= Task to carry out =
Leave the pictures out and give every entry again exactly.

= Stored records =
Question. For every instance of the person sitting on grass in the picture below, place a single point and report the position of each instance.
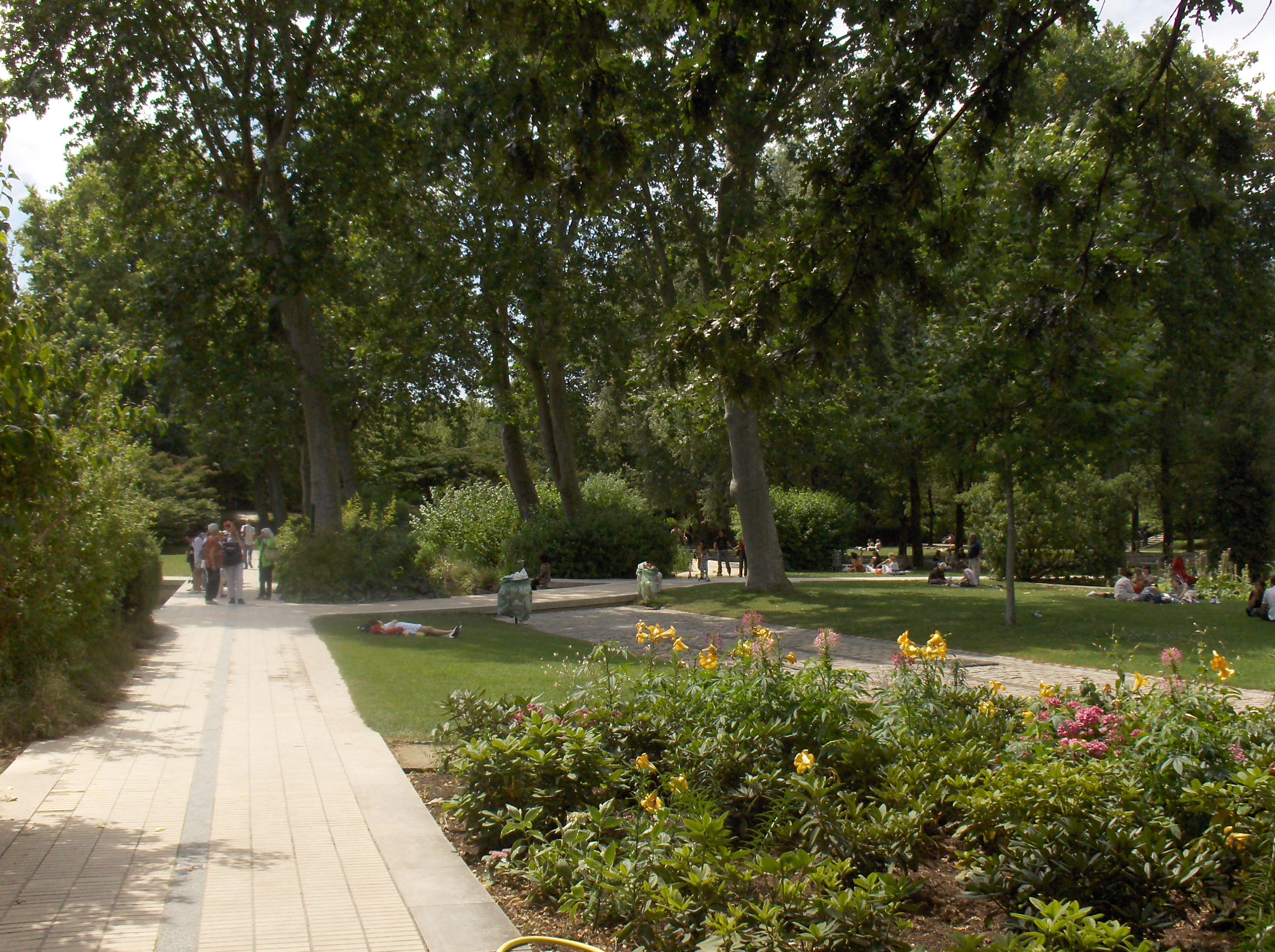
(408, 629)
(1180, 574)
(1261, 600)
(1126, 592)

= Written solution =
Question. For every instance of the person sitting on grass in the picture below, place a single point and report the position of each instance.
(408, 629)
(1180, 574)
(1261, 600)
(1126, 592)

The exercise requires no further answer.